- GIVEN PROBLEM
The lines to be copied run from the one containing "Please indicate the bare arm" to the end of the material below; reproduce them exactly, including both ends, and nothing more.

- DATA SECTION
## Start

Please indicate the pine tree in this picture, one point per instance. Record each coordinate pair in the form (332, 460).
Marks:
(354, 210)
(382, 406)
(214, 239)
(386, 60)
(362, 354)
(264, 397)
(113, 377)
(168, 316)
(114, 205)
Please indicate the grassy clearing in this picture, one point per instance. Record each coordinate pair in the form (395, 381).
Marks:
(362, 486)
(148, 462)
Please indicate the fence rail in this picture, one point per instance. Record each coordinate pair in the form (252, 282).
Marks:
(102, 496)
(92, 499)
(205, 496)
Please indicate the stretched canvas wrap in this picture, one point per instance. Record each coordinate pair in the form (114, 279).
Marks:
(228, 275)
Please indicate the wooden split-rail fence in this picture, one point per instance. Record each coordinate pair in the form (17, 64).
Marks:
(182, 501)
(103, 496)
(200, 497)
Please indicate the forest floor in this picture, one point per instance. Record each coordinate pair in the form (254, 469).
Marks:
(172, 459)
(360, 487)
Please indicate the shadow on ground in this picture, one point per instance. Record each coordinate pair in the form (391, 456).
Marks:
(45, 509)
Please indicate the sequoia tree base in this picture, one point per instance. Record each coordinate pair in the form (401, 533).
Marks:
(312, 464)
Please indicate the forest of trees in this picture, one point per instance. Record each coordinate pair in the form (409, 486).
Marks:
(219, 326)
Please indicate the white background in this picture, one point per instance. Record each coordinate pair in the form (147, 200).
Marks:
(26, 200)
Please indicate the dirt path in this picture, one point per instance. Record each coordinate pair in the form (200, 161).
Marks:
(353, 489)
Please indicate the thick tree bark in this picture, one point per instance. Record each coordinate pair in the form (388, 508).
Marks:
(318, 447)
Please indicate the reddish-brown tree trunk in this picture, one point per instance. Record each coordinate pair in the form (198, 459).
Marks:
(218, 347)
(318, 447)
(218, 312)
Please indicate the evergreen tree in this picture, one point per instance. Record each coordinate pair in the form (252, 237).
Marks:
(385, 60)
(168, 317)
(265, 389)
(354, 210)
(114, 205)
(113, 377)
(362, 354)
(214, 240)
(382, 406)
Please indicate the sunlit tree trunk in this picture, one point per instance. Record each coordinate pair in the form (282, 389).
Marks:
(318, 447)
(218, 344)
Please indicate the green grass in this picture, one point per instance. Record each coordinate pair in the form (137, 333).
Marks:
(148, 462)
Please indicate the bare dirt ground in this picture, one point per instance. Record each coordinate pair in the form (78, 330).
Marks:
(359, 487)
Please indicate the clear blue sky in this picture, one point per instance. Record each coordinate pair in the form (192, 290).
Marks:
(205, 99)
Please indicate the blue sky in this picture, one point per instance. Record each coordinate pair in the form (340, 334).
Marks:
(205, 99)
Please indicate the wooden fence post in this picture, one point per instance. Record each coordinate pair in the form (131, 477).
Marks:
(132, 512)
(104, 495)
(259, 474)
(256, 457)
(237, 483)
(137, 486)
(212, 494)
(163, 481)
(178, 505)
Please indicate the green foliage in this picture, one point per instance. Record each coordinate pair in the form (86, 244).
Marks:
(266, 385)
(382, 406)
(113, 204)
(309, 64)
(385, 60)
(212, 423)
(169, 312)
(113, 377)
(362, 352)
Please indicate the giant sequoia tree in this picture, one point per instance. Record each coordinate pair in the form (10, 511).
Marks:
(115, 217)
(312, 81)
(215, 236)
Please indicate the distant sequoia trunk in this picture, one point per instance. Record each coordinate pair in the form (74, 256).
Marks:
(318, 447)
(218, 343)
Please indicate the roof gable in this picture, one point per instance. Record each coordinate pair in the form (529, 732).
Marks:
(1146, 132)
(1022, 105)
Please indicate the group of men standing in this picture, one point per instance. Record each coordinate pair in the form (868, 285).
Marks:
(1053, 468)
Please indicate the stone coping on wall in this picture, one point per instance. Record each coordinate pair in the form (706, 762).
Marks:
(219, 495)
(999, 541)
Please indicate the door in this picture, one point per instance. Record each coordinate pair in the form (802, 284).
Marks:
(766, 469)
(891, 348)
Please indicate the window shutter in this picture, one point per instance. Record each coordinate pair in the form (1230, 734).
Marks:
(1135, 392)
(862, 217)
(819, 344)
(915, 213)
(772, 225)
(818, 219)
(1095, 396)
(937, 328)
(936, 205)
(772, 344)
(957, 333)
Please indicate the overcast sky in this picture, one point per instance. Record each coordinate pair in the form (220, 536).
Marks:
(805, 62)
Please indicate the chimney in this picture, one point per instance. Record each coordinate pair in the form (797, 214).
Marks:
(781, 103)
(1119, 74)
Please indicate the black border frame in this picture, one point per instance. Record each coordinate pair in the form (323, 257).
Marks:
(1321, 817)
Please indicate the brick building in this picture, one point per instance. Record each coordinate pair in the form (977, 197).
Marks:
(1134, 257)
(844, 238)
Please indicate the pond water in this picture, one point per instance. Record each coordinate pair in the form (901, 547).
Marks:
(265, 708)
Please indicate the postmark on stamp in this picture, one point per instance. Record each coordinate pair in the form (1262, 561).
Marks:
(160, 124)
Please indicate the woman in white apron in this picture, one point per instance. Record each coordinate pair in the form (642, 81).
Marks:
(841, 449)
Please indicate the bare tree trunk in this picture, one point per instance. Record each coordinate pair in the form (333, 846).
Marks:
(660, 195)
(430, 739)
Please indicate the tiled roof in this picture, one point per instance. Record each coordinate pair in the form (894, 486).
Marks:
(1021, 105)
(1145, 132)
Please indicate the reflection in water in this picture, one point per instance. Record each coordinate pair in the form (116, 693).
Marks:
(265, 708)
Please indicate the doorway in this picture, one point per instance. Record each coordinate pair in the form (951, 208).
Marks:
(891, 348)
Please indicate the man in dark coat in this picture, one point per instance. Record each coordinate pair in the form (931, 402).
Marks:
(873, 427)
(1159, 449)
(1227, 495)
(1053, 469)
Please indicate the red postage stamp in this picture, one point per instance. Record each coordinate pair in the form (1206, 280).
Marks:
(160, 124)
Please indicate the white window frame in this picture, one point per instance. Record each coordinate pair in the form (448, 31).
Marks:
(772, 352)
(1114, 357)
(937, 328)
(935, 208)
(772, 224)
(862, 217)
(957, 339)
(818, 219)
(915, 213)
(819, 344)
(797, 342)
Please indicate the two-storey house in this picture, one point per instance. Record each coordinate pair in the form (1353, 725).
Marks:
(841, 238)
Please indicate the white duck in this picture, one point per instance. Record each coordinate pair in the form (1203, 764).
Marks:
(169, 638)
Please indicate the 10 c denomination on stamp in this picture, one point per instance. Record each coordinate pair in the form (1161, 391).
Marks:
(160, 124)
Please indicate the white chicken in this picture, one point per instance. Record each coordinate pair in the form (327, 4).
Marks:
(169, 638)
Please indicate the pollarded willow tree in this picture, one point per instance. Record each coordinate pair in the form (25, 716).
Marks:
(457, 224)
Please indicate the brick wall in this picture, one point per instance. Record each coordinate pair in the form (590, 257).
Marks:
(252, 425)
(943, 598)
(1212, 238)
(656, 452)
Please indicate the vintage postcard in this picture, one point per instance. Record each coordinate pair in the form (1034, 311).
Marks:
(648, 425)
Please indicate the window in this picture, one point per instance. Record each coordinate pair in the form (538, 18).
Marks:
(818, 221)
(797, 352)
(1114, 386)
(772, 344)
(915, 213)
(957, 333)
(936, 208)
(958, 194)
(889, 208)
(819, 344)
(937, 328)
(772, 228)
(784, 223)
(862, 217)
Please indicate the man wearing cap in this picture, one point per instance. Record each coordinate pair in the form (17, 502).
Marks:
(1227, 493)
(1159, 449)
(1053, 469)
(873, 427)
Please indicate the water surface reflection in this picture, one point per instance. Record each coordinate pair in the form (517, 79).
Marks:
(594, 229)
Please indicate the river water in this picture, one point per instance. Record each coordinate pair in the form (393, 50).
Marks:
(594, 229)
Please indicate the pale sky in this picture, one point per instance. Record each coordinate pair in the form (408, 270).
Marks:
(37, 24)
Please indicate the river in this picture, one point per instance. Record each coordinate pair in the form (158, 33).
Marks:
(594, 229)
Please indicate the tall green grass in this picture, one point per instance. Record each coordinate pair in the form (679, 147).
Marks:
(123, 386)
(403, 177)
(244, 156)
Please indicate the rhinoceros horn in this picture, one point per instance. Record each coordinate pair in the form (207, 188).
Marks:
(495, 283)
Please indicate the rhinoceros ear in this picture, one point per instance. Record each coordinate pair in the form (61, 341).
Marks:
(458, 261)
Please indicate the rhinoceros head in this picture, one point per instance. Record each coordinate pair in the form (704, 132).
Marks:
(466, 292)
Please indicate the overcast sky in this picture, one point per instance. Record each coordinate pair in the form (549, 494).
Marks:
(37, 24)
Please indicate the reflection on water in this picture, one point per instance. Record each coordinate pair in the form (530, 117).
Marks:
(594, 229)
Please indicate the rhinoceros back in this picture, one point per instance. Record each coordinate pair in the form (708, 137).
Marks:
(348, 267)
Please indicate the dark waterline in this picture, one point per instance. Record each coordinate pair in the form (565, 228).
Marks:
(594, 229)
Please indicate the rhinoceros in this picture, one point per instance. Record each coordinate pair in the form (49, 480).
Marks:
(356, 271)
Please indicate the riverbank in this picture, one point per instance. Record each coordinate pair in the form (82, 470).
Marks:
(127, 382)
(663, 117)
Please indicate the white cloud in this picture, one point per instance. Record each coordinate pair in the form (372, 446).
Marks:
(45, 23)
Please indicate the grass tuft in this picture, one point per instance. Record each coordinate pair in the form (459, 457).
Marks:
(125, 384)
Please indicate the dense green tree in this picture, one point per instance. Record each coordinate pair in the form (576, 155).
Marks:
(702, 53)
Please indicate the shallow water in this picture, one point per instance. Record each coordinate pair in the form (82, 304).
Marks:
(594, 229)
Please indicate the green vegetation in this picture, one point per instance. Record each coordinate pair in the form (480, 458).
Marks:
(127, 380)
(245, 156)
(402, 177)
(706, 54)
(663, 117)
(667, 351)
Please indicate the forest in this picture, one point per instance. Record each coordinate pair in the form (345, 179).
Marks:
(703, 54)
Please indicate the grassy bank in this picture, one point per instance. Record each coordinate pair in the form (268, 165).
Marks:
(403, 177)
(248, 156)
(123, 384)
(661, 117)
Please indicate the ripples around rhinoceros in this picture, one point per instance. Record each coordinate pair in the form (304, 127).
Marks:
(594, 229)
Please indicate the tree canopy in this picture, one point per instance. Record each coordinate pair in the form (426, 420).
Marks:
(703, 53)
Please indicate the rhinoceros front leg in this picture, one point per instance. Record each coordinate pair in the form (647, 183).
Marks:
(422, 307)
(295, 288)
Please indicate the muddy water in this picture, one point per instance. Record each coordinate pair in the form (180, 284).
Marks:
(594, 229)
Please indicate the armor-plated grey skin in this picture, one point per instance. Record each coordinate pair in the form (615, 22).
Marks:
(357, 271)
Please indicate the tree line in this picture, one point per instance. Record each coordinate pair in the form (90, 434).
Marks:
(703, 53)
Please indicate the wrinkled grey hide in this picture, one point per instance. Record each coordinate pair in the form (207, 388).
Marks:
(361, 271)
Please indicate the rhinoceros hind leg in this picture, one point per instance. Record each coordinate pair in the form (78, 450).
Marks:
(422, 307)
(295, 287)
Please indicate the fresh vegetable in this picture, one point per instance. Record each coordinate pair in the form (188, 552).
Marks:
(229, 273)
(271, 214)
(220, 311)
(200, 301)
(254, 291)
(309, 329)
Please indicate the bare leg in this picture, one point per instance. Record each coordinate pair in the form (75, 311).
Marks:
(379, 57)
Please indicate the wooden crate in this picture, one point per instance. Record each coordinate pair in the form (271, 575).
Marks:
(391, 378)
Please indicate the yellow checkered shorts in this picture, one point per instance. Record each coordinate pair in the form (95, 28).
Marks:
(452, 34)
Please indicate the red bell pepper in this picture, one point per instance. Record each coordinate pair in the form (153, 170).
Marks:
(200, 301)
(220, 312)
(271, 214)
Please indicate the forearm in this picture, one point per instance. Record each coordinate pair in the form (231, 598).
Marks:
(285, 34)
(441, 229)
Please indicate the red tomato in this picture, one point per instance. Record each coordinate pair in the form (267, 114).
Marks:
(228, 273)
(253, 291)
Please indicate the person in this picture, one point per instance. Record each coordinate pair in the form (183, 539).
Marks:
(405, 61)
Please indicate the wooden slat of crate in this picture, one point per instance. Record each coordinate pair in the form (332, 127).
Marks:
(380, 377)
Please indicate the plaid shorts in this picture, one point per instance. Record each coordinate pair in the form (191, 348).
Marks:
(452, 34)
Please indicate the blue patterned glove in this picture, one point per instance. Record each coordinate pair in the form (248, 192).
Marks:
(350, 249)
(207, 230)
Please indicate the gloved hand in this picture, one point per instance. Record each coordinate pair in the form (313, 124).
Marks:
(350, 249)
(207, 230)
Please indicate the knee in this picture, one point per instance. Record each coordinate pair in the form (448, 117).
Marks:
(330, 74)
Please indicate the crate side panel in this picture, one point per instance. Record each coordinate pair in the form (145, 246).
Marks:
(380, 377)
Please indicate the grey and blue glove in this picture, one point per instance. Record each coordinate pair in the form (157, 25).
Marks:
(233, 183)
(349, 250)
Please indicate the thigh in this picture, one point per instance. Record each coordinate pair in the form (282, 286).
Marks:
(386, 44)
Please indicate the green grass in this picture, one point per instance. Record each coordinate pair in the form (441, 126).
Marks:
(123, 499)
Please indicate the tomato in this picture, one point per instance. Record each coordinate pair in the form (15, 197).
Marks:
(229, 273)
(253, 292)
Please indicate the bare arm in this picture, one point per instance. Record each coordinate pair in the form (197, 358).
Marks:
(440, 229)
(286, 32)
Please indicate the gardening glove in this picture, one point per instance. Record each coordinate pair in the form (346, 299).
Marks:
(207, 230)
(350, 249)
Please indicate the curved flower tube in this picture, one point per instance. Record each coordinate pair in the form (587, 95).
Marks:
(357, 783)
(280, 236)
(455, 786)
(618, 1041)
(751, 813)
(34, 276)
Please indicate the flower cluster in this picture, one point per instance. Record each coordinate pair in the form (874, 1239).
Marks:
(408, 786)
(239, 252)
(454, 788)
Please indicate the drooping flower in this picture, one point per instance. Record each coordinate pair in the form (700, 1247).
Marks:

## End

- RESULT FOR THIS EXERCISE
Please indicate the bare arm in this picture, one point per instance. Record each coordinate pair in the form (197, 358).
Marks:
(440, 229)
(286, 32)
Please indicate the gardening glove in this picture, one point per instance. Record each coordinate pair in the form (346, 299).
Marks:
(207, 230)
(350, 249)
Please indicate the curved flower tube in this picture, one point per instance. Record each coordinate pair in the form (587, 95).
Marks:
(357, 783)
(280, 236)
(455, 786)
(618, 1041)
(751, 813)
(34, 276)
Please indicate the flower cluster in this picture, one point per instance. Record each coordinate pair in the form (874, 1239).
Marks:
(408, 786)
(239, 252)
(454, 788)
Please indicate the drooping flower in this picture, one point per instance. Record each coordinate pair in the form (700, 1247).
Marks:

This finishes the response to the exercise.